▶ _Exercise requirements_
Rewrite everything from the line containing "Where can the distant" down to the end of the listing, requests included, and shift every coordinate in the answers by -36.

▶ _Materials provided_
################

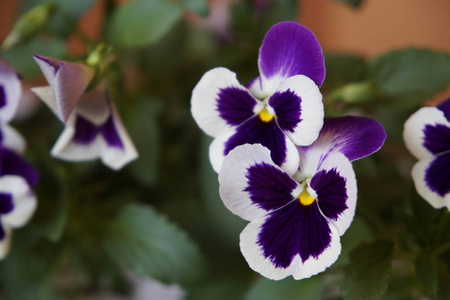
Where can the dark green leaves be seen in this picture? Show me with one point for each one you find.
(412, 75)
(143, 129)
(143, 22)
(367, 273)
(141, 240)
(287, 289)
(426, 272)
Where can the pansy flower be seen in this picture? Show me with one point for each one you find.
(427, 137)
(94, 130)
(279, 109)
(17, 205)
(10, 92)
(93, 127)
(296, 221)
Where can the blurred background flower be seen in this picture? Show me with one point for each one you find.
(161, 217)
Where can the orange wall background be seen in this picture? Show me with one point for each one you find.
(376, 27)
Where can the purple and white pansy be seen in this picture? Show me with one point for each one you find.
(279, 109)
(94, 130)
(296, 221)
(17, 205)
(10, 92)
(427, 137)
(17, 176)
(12, 146)
(93, 127)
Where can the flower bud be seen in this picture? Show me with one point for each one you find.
(354, 93)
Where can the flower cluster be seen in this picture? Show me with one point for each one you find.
(17, 201)
(427, 136)
(93, 126)
(281, 165)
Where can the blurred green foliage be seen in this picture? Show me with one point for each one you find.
(162, 217)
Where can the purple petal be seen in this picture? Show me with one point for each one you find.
(2, 232)
(445, 107)
(355, 137)
(6, 203)
(294, 229)
(256, 131)
(436, 138)
(68, 82)
(215, 86)
(287, 106)
(291, 49)
(2, 96)
(13, 164)
(86, 132)
(331, 192)
(110, 134)
(437, 175)
(10, 92)
(235, 105)
(269, 187)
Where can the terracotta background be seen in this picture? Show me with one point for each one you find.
(378, 26)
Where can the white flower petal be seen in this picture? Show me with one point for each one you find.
(254, 256)
(5, 243)
(114, 157)
(338, 163)
(308, 114)
(10, 92)
(12, 139)
(418, 174)
(414, 134)
(208, 96)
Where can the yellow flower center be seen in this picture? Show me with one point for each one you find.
(265, 116)
(305, 198)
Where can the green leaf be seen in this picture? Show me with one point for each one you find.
(143, 22)
(344, 69)
(426, 272)
(444, 279)
(222, 288)
(278, 11)
(357, 233)
(366, 276)
(288, 289)
(142, 240)
(29, 268)
(51, 217)
(74, 8)
(143, 128)
(198, 6)
(352, 3)
(411, 76)
(227, 224)
(21, 57)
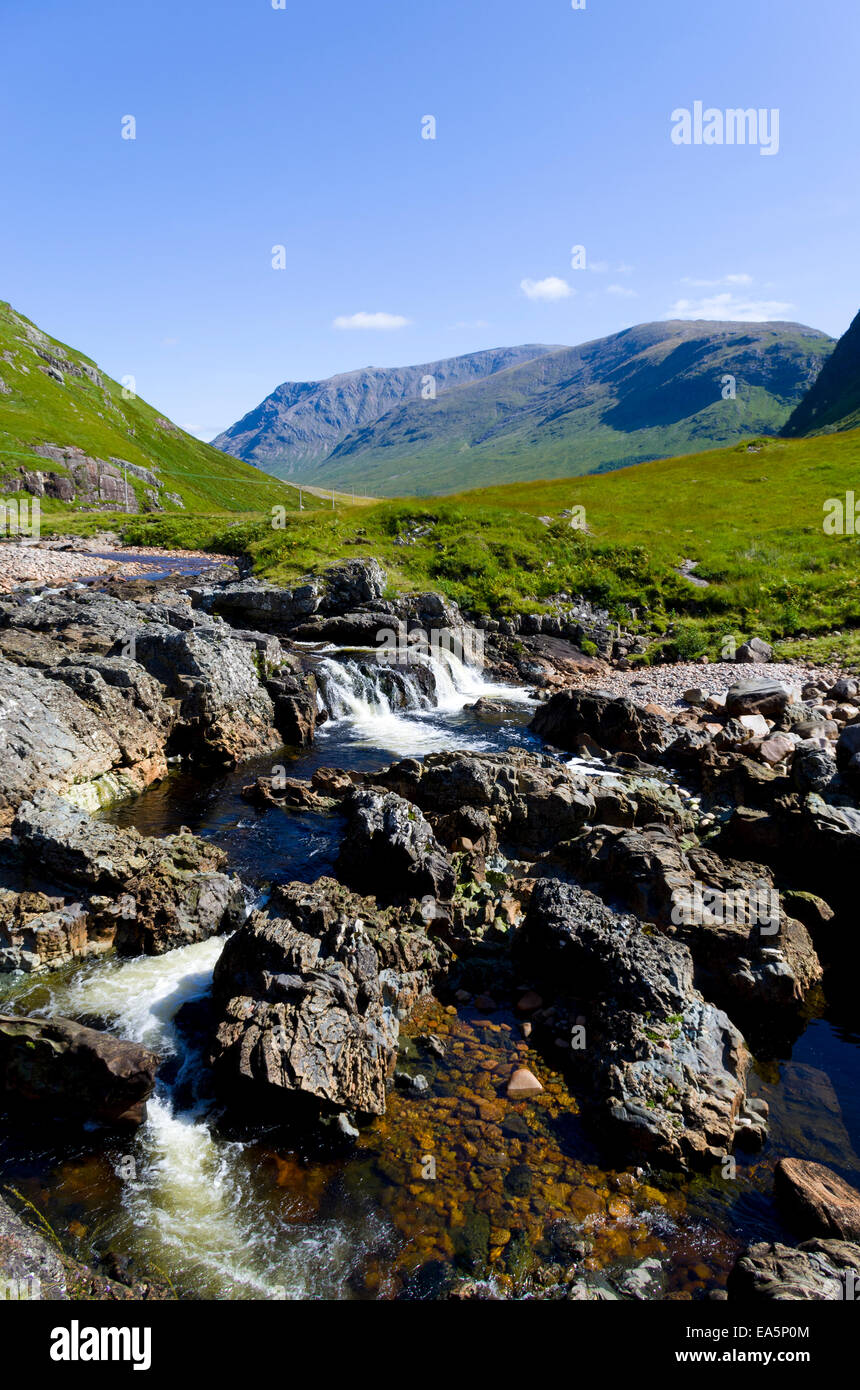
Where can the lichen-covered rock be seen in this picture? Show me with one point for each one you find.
(667, 1070)
(74, 1073)
(143, 895)
(309, 1004)
(821, 1271)
(389, 849)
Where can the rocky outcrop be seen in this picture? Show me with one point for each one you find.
(613, 724)
(389, 849)
(74, 1073)
(816, 1271)
(309, 1002)
(141, 894)
(748, 951)
(666, 1069)
(817, 1201)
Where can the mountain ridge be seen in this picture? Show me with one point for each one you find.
(650, 391)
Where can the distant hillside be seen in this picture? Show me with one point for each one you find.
(68, 437)
(834, 401)
(303, 421)
(649, 392)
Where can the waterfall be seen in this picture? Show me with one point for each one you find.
(402, 706)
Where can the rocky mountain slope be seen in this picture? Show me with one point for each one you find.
(649, 392)
(303, 421)
(77, 439)
(834, 401)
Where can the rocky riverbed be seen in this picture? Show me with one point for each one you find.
(510, 1016)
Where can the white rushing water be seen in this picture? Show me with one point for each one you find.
(193, 1203)
(402, 709)
(207, 1211)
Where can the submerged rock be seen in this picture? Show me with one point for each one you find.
(667, 1070)
(74, 1073)
(817, 1269)
(309, 1004)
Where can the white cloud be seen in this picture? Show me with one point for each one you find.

################

▶ _Result of the exercise_
Where can the distant hillside be seen in this picture? Show me with one point for each one you find.
(32, 401)
(798, 365)
(267, 385)
(613, 356)
Where can the waterfall be seen in this picture? Show me with one point for each one you find.
(366, 670)
Where can the rocky mountain slope be seen in this picture? Show me with one point for each one you find.
(613, 356)
(267, 385)
(41, 403)
(798, 365)
Where can the rocky riverbed be seen in this picture? Show me with one point for each one you find.
(474, 980)
Where can the white rushing water be seen in this picture? Show me with one point for each one you find.
(157, 1167)
(366, 673)
(171, 1175)
Where can the submerged rock be seen in this picture? Show me with one point for each one you find.
(631, 1034)
(38, 1037)
(781, 1233)
(273, 968)
Where can the white cloud be seen in this picture? Show me with one point for each one you find.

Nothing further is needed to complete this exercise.